▶ _Task to carry out_
Starting at the beginning of the lines and going on through the line with "Query: pink flower cluster", render each line as one string in a JSON list, omitting any blank lines.

▶ _Working data_
|---|
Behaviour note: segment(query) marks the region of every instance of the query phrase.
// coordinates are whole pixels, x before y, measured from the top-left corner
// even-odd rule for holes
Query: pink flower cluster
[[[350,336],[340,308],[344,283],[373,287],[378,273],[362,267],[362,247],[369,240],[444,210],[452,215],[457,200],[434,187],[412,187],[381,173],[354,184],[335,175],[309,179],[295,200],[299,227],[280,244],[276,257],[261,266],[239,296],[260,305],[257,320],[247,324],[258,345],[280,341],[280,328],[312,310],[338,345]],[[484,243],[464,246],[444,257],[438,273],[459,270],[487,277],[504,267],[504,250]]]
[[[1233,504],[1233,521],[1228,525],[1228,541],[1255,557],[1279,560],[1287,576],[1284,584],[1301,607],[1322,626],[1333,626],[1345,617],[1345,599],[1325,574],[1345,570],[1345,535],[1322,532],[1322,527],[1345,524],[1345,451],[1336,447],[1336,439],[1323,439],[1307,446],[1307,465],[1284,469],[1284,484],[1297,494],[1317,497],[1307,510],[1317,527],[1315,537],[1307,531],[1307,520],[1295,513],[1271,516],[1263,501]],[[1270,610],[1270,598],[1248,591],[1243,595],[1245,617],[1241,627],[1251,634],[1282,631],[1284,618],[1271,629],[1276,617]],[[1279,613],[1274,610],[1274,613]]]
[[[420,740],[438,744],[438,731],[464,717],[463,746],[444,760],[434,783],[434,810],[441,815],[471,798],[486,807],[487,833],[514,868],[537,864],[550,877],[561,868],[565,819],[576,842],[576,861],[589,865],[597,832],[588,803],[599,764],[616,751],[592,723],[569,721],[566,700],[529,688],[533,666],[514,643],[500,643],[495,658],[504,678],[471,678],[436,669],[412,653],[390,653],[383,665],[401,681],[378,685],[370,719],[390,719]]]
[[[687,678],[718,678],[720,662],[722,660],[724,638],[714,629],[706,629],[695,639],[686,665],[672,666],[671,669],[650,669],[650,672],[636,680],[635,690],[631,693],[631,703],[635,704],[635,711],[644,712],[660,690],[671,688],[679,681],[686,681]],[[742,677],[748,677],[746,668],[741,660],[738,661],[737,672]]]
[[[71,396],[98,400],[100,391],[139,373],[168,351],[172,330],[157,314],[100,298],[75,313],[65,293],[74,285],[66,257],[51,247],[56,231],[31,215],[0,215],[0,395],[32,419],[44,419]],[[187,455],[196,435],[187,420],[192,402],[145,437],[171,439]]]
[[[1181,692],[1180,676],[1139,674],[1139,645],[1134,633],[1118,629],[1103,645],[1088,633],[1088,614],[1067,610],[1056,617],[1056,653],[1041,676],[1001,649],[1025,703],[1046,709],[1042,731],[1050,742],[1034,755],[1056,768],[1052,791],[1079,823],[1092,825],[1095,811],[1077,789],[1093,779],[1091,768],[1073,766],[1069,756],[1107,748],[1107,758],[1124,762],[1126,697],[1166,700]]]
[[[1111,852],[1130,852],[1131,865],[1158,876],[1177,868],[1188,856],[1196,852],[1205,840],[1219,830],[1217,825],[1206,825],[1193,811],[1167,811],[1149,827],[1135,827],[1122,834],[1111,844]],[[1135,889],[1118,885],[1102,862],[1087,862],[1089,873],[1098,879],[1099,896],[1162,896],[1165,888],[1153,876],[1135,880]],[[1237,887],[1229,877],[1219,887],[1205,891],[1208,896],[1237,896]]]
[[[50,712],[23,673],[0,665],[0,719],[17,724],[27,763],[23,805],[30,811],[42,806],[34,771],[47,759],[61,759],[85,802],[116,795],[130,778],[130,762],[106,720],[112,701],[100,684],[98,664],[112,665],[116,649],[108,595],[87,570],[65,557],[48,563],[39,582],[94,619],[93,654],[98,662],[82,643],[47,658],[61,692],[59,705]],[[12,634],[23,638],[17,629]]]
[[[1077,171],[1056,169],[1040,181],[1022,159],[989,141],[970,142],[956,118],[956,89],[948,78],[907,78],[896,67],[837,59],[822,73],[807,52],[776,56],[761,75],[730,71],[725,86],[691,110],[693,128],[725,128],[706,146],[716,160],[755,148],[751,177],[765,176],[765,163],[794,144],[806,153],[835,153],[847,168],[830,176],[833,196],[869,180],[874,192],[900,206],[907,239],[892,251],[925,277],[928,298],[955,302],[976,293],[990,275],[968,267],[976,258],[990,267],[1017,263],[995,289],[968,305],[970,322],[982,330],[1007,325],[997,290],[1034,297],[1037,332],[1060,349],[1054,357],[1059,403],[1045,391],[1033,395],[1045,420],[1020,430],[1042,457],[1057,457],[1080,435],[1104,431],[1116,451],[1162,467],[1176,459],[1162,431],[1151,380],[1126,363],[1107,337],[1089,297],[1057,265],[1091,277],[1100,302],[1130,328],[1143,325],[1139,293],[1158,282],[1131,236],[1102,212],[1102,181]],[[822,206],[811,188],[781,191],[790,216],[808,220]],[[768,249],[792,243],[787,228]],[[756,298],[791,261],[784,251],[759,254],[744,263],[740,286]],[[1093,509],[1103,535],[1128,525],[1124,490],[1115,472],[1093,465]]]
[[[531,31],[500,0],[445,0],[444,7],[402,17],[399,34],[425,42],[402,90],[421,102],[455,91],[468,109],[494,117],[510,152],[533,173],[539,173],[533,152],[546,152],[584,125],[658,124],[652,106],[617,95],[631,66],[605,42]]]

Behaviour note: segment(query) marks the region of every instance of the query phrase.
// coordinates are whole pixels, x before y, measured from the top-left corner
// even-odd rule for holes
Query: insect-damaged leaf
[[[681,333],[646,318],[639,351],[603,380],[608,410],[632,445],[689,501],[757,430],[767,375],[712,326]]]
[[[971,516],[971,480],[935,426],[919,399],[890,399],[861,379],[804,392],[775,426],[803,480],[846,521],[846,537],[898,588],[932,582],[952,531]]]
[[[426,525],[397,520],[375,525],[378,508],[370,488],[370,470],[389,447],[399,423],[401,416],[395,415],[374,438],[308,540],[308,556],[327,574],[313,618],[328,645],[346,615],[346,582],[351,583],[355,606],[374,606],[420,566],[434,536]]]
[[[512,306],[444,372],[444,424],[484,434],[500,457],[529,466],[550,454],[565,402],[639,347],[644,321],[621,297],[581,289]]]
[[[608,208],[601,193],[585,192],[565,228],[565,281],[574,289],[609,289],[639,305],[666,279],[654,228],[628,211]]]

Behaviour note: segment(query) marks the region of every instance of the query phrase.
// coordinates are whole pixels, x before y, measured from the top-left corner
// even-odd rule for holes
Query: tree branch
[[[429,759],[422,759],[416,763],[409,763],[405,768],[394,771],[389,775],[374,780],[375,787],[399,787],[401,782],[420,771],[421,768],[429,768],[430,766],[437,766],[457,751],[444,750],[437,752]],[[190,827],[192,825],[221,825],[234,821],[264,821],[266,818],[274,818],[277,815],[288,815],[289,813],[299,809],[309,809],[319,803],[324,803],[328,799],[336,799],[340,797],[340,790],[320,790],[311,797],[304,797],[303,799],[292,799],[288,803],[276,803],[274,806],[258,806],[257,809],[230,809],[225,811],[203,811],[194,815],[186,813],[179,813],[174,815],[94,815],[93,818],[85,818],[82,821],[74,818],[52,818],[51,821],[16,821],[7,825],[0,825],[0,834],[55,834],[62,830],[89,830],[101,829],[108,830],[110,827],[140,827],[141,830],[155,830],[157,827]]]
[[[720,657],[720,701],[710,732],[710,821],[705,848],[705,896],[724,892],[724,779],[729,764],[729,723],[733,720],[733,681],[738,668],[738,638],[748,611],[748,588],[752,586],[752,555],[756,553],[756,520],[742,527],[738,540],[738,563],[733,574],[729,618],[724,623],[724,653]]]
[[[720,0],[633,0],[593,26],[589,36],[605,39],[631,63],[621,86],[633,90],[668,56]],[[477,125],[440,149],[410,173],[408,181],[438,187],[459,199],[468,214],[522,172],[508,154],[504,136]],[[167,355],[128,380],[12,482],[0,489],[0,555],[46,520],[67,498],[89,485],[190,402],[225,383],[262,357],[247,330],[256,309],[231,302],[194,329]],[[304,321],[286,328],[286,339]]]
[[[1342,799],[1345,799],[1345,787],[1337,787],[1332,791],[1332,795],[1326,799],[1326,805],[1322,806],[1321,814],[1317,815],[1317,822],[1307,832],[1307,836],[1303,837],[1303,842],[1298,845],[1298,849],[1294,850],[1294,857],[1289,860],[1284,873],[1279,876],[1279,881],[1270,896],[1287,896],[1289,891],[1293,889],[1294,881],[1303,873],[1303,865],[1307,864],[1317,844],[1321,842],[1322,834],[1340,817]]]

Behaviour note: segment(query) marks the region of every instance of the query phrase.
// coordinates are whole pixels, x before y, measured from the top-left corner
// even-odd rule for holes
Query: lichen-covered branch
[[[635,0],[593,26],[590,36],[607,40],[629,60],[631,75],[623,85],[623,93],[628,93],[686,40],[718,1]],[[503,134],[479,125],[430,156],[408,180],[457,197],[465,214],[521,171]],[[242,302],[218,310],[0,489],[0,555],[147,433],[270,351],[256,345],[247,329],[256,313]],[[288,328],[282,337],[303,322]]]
|---|
▶ _Task result_
[
  "Behaviour note: segment(query) marks the region of every instance of the query phrase.",
  "// coordinates are whole pixels, x before y, measured from the top-left corner",
  "// even-odd rule for holes",
  "Query: pink flower cluster"
]